[Records]
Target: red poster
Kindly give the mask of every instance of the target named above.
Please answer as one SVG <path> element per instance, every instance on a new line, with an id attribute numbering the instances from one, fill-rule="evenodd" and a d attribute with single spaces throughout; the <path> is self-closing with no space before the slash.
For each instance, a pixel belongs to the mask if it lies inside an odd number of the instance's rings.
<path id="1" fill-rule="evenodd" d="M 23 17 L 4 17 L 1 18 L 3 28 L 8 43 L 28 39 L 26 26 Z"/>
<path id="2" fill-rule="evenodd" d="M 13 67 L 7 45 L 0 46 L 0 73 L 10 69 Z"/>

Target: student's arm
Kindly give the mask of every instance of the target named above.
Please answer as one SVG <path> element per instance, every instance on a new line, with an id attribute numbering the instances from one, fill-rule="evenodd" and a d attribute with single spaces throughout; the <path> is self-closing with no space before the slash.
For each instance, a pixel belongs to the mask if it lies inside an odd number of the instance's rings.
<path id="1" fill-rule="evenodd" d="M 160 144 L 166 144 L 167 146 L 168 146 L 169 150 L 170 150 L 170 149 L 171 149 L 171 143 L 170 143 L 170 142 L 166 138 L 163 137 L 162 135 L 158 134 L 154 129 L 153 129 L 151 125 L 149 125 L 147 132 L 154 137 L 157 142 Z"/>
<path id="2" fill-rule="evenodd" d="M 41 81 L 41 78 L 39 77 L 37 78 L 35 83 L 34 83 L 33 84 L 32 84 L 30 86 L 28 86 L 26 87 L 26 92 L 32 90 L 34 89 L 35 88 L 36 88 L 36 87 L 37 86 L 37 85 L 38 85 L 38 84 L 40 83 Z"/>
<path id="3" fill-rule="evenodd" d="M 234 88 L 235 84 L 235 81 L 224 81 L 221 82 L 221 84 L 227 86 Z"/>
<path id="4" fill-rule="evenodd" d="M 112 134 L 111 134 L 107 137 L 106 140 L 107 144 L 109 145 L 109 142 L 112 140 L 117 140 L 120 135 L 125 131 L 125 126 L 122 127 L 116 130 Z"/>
---
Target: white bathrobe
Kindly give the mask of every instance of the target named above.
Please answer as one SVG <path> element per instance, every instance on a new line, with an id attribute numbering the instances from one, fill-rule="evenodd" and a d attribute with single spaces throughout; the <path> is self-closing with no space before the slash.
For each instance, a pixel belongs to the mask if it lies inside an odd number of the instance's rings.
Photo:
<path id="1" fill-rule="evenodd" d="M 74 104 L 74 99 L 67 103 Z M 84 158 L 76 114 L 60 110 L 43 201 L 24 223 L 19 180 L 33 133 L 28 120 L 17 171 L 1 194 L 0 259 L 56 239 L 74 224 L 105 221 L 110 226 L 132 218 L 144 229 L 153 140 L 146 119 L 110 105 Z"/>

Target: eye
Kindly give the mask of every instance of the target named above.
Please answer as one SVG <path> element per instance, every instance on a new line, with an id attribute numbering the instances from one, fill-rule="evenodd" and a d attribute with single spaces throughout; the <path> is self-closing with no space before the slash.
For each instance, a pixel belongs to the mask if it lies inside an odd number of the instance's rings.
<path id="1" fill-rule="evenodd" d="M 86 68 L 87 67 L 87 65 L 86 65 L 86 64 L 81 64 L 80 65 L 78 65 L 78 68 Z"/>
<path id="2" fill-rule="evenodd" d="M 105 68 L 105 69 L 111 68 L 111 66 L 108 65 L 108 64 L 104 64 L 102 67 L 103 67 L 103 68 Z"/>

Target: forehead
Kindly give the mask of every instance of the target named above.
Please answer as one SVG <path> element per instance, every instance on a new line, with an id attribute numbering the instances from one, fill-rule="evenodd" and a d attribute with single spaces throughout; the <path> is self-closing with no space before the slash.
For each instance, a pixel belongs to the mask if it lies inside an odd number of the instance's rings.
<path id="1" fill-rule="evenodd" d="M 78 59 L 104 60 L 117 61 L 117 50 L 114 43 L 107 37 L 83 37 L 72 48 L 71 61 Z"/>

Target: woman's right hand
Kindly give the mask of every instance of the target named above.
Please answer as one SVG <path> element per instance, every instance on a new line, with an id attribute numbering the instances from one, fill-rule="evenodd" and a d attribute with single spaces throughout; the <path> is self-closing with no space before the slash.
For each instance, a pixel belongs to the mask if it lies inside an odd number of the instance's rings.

[Work to be completed] Rewrite the part of the listing that opens with the line containing "Target: forehead" and closes with the line containing "78 59 L 104". Put "region" wherever "mask" appears, and leave every other word unchanged.

[Reply to the exercise]
Target: forehead
Kindly give the region of every instance of the target named above.
Please answer as one SVG <path> element per instance, every instance on a new line, with an id attribute numbering the instances from one, fill-rule="evenodd" and a d attribute with single spaces throughout; the <path> is self-closing with no space before the slash.
For each instance, a pixel belongs to the region if it lies inside an odd number of the instance's rings.
<path id="1" fill-rule="evenodd" d="M 78 59 L 104 60 L 117 61 L 117 50 L 114 43 L 107 37 L 83 37 L 72 48 L 71 61 Z"/>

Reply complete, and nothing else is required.